TASK DETAILS: Each entry that follows should be retyped in full and exactly.

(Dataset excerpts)
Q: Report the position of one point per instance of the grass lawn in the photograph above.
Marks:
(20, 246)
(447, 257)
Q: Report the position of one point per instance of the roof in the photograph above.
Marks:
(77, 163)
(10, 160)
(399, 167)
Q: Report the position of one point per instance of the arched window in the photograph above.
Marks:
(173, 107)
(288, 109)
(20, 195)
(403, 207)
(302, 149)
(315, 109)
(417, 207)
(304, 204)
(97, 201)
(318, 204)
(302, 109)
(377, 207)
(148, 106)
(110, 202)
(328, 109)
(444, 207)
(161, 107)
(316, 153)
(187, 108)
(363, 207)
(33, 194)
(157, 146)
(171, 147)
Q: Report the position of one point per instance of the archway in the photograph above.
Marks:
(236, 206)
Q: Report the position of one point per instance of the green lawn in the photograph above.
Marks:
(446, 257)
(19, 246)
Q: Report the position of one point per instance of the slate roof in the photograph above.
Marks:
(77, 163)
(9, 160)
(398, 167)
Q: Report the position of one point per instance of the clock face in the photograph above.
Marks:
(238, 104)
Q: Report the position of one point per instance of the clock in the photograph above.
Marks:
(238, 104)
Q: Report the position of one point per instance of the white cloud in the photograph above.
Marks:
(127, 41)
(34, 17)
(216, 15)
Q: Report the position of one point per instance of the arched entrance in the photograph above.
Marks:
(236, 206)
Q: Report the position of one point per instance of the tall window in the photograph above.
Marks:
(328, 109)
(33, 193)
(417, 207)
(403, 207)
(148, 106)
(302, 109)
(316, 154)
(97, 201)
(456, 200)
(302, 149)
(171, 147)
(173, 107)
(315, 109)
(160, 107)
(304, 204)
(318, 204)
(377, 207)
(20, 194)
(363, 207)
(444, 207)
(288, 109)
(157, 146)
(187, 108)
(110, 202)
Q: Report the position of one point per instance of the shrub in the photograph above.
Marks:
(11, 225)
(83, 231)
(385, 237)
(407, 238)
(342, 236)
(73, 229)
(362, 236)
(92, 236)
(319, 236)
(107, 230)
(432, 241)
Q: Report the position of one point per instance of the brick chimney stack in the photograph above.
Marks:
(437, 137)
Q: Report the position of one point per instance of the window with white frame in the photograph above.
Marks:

COMPLETED EXERCISE:
Q: Report the position of one point per instance of the grass lawn in the photograph above.
Marks:
(20, 246)
(447, 257)
Q: Report the position of one point per instance of the roof in the photograph above.
Marks:
(77, 163)
(10, 160)
(399, 167)
Q: Report the position of one point per instance of the arched window in the photograph above.
Marks:
(173, 107)
(288, 109)
(20, 195)
(403, 207)
(302, 149)
(315, 109)
(417, 207)
(304, 204)
(97, 201)
(318, 204)
(302, 109)
(377, 207)
(148, 106)
(110, 202)
(328, 109)
(444, 207)
(161, 107)
(316, 153)
(187, 108)
(363, 207)
(33, 194)
(157, 146)
(171, 147)
Q: Report the position of one point per instance of the archway in the photograph above.
Marks:
(236, 206)
Q: Report the position of one point per instance of the green lawn in the photograph above.
Marks:
(446, 257)
(19, 246)
Q: Report the position of one point per instance of the slate roof in the photograph above.
Marks:
(77, 163)
(9, 160)
(398, 167)
Q: Report the position of one point per instance of the clock face in the photograph above.
Marks:
(238, 104)
Q: Report the position of one point per instance of the clock in the photograph above.
Marks:
(238, 104)
Q: Report the position of one point per instance of the white cloud in the photograph above.
Marks:
(127, 41)
(34, 17)
(216, 15)
Q: Report the position of one point per instance of the arched entrance in the photograph above.
Marks:
(236, 206)
Q: Report the position of one point per instance of the tall window in the photograph above.
Marks:
(328, 109)
(33, 193)
(417, 207)
(403, 207)
(148, 106)
(302, 109)
(316, 154)
(97, 201)
(456, 200)
(302, 149)
(171, 147)
(173, 107)
(315, 109)
(160, 107)
(304, 204)
(318, 204)
(377, 207)
(20, 194)
(363, 207)
(444, 207)
(288, 109)
(157, 146)
(187, 108)
(110, 202)
Q: Report the position of one point per instance of the shrub in the photograph above.
Marks:
(11, 225)
(83, 231)
(385, 237)
(407, 238)
(342, 236)
(73, 229)
(362, 236)
(92, 236)
(319, 236)
(107, 230)
(432, 241)
Q: Report the position of one point per instance of the brick chimney stack in the photograph above.
Marks:
(437, 137)
Q: Report the position of one point per instance of the window with white frame in the photograph above.
Marks:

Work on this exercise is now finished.